** Records for processing follows **
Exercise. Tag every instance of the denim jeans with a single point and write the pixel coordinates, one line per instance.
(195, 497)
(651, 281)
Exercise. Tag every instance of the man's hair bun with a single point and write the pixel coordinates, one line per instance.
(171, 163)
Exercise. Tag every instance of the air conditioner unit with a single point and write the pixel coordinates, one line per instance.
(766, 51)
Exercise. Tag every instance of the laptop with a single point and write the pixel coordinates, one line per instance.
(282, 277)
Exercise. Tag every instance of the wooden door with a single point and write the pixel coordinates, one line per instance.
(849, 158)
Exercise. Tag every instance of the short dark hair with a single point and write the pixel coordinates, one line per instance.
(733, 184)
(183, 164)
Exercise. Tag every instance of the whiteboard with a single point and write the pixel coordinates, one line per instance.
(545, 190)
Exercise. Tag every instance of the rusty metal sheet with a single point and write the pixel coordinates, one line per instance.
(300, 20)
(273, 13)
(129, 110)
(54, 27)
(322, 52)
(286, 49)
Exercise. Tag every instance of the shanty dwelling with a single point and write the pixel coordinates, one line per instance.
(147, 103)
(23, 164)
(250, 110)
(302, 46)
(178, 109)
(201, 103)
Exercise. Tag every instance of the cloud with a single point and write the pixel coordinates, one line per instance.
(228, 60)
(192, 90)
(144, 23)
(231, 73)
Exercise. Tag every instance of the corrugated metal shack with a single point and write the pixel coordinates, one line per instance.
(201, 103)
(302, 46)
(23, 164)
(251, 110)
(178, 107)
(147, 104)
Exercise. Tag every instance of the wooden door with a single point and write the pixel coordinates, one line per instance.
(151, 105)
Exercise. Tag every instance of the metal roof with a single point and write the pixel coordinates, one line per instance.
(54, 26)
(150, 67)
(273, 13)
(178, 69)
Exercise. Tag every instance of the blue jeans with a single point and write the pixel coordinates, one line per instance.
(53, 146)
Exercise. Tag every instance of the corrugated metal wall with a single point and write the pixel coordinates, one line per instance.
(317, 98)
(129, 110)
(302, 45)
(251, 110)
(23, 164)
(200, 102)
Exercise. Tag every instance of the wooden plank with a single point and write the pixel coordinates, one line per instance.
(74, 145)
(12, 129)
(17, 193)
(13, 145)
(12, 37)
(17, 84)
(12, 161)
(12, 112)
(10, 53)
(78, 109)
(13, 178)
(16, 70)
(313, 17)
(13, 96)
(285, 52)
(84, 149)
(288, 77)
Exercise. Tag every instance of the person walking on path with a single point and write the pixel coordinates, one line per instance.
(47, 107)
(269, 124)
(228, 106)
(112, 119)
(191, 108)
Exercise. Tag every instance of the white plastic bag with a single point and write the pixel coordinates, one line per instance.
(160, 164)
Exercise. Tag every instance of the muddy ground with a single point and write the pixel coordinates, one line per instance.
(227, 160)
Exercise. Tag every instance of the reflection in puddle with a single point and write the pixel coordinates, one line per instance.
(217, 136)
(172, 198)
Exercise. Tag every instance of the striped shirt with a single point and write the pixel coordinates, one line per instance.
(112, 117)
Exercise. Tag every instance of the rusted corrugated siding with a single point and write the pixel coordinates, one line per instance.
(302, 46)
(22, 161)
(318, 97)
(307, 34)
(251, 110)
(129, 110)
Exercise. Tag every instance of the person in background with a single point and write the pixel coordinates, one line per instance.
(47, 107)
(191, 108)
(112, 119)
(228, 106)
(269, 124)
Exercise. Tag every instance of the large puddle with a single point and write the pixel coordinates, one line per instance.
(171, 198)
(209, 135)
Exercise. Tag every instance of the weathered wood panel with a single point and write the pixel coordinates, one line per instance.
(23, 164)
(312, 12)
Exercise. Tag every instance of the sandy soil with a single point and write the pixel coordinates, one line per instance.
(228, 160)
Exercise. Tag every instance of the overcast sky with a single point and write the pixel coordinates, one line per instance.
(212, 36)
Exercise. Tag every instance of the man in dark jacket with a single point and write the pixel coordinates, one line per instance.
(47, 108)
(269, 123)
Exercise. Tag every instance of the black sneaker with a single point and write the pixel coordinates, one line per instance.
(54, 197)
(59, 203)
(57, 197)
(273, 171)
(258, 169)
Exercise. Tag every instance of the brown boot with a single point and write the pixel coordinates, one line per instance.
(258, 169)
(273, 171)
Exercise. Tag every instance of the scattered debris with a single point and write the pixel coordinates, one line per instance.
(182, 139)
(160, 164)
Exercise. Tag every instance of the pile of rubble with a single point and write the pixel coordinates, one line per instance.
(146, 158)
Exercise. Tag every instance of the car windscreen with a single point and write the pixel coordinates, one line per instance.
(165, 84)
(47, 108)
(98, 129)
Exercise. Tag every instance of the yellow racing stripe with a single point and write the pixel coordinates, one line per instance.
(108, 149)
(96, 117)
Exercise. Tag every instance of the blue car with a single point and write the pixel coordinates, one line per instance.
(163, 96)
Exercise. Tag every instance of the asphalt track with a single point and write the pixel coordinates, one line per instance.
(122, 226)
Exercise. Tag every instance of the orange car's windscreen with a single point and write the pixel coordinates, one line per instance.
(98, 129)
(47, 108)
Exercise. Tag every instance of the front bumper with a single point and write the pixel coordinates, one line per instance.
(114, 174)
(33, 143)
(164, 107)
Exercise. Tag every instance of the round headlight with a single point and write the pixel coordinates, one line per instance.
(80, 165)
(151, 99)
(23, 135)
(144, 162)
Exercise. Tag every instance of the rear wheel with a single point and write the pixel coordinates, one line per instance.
** End of Records for processing **
**Activity**
Your reply should consist of the records, copied exactly.

**Solution for this task**
Exercise. Tag every instance of the denim jeans with a single point and write the pixel coordinates, one line per instance.
(195, 497)
(651, 281)
Exercise. Tag every instance of the man's hair bun with a single point and write the pixel coordinates, one line per instance.
(171, 163)
Exercise. Tag every instance of the air conditioner unit with a single point and write the pixel coordinates, one line per instance.
(766, 51)
Exercise. Tag every instance of the laptop with a single point and write the pixel coordinates, one line per instance.
(282, 277)
Exercise. Tag every instance of the wooden door with a single point and write the pixel coordinates, one line per instance.
(849, 158)
Exercise. Tag every instance of the short dark hair with a single point and write the pixel coordinates, one line per instance.
(733, 184)
(183, 164)
Exercise. Tag every instance of the whiteboard with a single point and write the pixel coordinates, one line per instance.
(545, 190)
Exercise. Tag every instance of the rusty metal sheet with a single point and write the pixel coordinates, one line per instance.
(300, 20)
(273, 13)
(129, 110)
(54, 27)
(322, 52)
(286, 49)
Exercise. Tag every instance of the shanty dwelling with a single point and write the pixel coordinates, one line per instance.
(147, 103)
(23, 164)
(250, 110)
(302, 46)
(178, 109)
(201, 103)
Exercise. Tag every instance of the cloud with a single point and write the pixel coordinates, one line per instance.
(228, 60)
(192, 90)
(144, 23)
(231, 73)
Exercise. Tag every instance of the corrugated metal shack with a single point and write the pixel coordinates, one line per instance.
(201, 103)
(302, 46)
(23, 164)
(251, 110)
(178, 107)
(147, 104)
Exercise. Tag every instance of the wooden door with a single point and write the pixel coordinates, one line per instance.
(151, 105)
Exercise. Tag every instance of the metal roof with a single point and write the pixel coordinates, one line per instance.
(54, 26)
(150, 67)
(273, 13)
(178, 69)
Exercise. Tag every instance of the blue jeans with a single point and write the pixel coordinates, one line per instance.
(53, 146)
Exercise. Tag every instance of the corrugated metal wall with a single point and write the pixel coordinates, one line per instance.
(317, 98)
(129, 110)
(302, 45)
(251, 110)
(23, 164)
(200, 102)
Exercise. Tag every instance of the wooden plank with a single point and write the pixel coordinates, one line per instance.
(74, 145)
(12, 129)
(17, 193)
(13, 145)
(12, 37)
(17, 84)
(12, 161)
(12, 112)
(10, 53)
(78, 109)
(13, 178)
(16, 70)
(313, 17)
(13, 96)
(285, 52)
(84, 149)
(288, 77)
Exercise. Tag every instance of the person walking on path with a single point and write the pixel coordinates, one line per instance.
(47, 107)
(269, 124)
(228, 106)
(112, 119)
(191, 108)
Exercise. Tag every instance of the white plastic bag with a single point and write the pixel coordinates, one line per instance.
(160, 164)
Exercise. Tag every instance of the muddy ground with a single point and write the pixel coordinates, one line per instance.
(227, 160)
Exercise. Tag every instance of the reflection in puddle with a single point and write the pixel coordinates, one line per instance.
(217, 136)
(172, 198)
Exercise. Tag every instance of the striped shirt with a single point and write the pixel coordinates, one line per instance.
(112, 117)
Exercise. Tag every instance of the rusted corrugated siding with a single point and write the pixel coordinates, one line per instance.
(302, 46)
(22, 161)
(318, 97)
(307, 34)
(251, 110)
(129, 110)
Exercise. Tag every instance of the person in background with a single point and write the pixel coordinates, one line per instance.
(47, 107)
(191, 108)
(112, 119)
(228, 106)
(269, 124)
Exercise. Tag every instance of the large puddle with a single point and write the pixel coordinates, one line per instance.
(171, 198)
(209, 135)
Exercise. Tag every instance of the weathered wood panel with a single point and write the pixel coordinates, one line per instance.
(23, 164)
(312, 12)
Exercise. Tag every instance of the sandy soil with a single point and write the pixel coordinates, one line per instance.
(228, 160)
Exercise. Tag every instance of the overcast sky with a single point and write the pixel coordinates, one line per instance.
(212, 36)
Exercise. Tag every instance of the man in dark jacket with a single point and write the pixel coordinates, one line per instance.
(47, 108)
(269, 123)
Exercise. Tag every instance of the black sneaker with a single point and write the pixel coordinates, one line per instance.
(54, 197)
(59, 203)
(57, 197)
(273, 171)
(258, 169)
Exercise. Tag every instance of the brown boot with a single point and write the pixel coordinates, one line per instance.
(258, 169)
(273, 171)
Exercise. Tag every instance of the scattered debris with a single point and write the pixel coordinates, one line per instance.
(182, 139)
(160, 164)
Exercise. Tag every instance of the pile of rubble with a single point and write the pixel coordinates, one line per instance.
(146, 158)
Exercise. Tag every instance of the car windscreen with a single point and write the pixel coordinates, one line per instance.
(165, 84)
(47, 108)
(98, 129)
Exercise. Tag every instance of the yellow racing stripe with a single point and write the pixel coordinates, one line per instance.
(108, 149)
(96, 117)
Exercise. Tag every instance of the blue car with a single point and write the pixel coordinates, one line per instance.
(163, 96)
Exercise. Tag every instance of the asphalt track with a single point and write the pixel coordinates, one line per instance.
(122, 226)
Exercise. Tag every instance of the orange car's windscreen with a single point and write the pixel coordinates, one line per instance.
(98, 129)
(47, 108)
Exercise. Tag every instance of the front bumper with a single point and write the pixel coordinates, one line per instance.
(114, 174)
(33, 143)
(164, 107)
Exercise. Tag every instance of the round headlight with a single point and write the pixel coordinates, one line per instance.
(80, 165)
(151, 99)
(23, 135)
(144, 162)
Exercise. Tag every instance of the rear wheel with a single point and write the pixel coordinates, one line per instance.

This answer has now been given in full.